### Written exercise
Pull out every line in the data below that contains the word "cliff", and copy each of those lines in full. Treat uppercase and lowercase letters as different.
════════════════════
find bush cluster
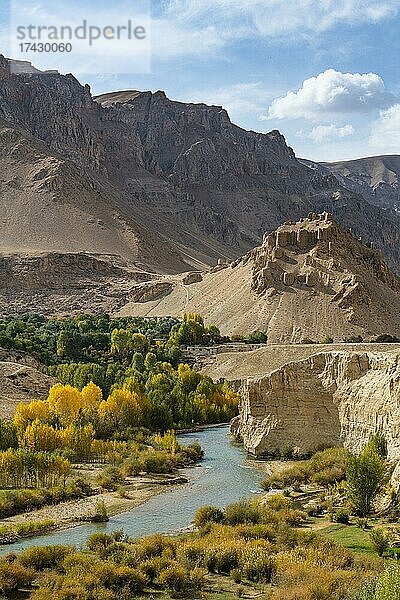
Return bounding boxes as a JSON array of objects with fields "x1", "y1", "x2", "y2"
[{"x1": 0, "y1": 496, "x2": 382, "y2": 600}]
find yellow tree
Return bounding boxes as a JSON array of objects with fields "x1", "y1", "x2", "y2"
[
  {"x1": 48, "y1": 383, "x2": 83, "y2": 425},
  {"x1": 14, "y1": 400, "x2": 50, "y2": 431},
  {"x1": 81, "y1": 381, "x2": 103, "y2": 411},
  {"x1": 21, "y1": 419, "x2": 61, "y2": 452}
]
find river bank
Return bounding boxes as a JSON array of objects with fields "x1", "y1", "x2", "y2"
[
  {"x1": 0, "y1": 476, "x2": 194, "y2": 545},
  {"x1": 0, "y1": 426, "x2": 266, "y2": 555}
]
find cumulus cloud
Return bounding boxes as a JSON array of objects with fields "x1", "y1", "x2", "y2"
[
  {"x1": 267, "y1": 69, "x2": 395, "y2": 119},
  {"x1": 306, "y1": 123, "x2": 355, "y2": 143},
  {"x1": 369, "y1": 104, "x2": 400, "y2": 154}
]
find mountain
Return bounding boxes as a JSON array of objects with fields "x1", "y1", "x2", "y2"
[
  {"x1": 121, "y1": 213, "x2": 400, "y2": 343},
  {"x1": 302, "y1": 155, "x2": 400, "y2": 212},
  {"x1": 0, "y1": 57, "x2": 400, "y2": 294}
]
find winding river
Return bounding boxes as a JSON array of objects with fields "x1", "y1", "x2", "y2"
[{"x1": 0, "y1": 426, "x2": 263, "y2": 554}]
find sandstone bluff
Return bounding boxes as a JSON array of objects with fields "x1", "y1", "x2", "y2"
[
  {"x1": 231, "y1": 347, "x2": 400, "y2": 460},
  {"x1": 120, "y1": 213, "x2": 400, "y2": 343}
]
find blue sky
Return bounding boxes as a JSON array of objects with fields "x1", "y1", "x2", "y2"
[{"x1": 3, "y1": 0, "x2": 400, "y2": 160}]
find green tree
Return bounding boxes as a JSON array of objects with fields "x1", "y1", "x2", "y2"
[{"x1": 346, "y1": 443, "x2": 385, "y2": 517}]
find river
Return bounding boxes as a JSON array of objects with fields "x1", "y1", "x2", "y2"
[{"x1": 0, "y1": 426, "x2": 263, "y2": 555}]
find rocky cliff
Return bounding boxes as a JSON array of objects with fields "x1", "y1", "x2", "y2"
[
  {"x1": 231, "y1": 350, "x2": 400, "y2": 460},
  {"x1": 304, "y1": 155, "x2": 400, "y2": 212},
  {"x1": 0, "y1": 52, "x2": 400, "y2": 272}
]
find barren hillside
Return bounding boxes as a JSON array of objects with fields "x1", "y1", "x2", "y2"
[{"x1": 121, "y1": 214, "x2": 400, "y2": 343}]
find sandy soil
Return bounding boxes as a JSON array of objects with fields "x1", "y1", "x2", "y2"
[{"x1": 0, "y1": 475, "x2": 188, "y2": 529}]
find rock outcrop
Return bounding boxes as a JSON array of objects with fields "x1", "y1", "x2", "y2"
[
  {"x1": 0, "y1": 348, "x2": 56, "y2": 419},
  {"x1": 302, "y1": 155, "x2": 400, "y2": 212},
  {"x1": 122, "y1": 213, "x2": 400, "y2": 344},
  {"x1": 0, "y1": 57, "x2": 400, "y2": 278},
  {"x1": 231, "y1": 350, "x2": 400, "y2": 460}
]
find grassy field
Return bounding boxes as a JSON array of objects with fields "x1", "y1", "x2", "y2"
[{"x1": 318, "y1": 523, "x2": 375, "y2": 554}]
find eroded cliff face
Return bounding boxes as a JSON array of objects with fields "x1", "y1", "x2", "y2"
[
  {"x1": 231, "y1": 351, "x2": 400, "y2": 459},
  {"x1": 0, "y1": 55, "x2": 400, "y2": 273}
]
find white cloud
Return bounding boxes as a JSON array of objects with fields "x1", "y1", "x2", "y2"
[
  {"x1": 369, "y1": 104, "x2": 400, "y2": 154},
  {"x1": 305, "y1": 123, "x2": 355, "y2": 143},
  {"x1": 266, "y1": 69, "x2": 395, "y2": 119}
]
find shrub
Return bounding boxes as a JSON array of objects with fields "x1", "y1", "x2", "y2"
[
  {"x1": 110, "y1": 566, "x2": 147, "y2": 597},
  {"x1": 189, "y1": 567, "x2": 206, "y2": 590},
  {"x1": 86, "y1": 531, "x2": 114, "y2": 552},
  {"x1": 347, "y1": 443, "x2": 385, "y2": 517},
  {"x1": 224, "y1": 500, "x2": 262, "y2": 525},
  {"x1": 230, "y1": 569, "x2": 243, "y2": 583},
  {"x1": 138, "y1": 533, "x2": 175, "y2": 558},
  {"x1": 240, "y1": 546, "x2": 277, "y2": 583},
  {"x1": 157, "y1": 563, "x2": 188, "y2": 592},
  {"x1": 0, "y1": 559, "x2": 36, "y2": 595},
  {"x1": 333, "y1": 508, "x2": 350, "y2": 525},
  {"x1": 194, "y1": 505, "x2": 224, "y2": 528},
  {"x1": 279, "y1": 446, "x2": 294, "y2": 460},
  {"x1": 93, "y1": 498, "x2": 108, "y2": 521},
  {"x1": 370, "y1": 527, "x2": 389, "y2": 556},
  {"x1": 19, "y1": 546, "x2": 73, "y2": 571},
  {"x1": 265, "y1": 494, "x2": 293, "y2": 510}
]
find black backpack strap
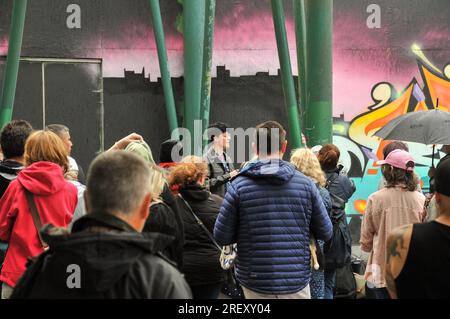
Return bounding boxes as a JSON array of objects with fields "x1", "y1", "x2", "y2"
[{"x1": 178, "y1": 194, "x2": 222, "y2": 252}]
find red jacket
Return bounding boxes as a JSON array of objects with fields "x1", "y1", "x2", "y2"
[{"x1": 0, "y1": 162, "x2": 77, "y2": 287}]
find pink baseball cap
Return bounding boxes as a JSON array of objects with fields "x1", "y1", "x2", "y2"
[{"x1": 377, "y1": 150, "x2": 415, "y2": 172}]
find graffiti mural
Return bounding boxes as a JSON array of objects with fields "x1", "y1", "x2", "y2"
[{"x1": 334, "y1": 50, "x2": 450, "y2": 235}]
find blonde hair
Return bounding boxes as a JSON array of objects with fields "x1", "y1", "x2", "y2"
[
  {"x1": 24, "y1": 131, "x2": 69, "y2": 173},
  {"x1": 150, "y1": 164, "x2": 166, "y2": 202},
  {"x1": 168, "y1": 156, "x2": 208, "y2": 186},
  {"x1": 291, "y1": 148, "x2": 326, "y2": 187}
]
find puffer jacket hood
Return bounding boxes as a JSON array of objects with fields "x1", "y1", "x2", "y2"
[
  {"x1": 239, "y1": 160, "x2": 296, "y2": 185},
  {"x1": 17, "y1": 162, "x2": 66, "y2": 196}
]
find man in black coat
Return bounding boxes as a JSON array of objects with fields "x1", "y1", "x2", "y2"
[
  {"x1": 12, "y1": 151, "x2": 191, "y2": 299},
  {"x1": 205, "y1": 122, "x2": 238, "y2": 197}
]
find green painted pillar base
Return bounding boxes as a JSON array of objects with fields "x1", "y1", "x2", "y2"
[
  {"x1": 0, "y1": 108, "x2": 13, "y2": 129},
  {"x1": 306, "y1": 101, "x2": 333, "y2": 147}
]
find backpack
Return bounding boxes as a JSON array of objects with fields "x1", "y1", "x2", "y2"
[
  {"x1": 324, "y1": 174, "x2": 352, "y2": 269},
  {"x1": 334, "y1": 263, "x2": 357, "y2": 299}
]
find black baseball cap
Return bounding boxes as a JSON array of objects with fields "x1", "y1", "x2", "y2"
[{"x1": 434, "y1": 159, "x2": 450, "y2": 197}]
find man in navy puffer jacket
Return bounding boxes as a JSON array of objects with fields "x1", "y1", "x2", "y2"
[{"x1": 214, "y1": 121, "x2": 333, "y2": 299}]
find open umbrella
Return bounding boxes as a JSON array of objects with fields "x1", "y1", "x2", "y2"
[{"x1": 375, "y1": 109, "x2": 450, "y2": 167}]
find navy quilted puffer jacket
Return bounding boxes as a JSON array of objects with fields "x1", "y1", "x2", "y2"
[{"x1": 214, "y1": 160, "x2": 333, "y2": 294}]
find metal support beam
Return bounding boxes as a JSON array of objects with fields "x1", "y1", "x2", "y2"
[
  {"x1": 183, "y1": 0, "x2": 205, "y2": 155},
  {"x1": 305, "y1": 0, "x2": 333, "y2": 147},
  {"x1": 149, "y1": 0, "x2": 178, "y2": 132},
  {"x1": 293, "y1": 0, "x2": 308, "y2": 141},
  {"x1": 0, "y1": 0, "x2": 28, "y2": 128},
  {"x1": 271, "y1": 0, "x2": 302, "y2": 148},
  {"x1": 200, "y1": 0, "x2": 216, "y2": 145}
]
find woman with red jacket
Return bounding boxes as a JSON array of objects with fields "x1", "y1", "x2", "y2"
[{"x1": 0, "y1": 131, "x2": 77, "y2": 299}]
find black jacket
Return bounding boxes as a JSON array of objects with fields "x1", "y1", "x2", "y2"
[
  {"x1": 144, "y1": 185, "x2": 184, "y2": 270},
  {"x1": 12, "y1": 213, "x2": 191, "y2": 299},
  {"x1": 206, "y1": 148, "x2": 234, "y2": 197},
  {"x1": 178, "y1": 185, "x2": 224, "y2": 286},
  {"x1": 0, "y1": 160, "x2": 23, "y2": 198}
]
════════════════════
### Task result
find rocky cliff
find eroded cliff face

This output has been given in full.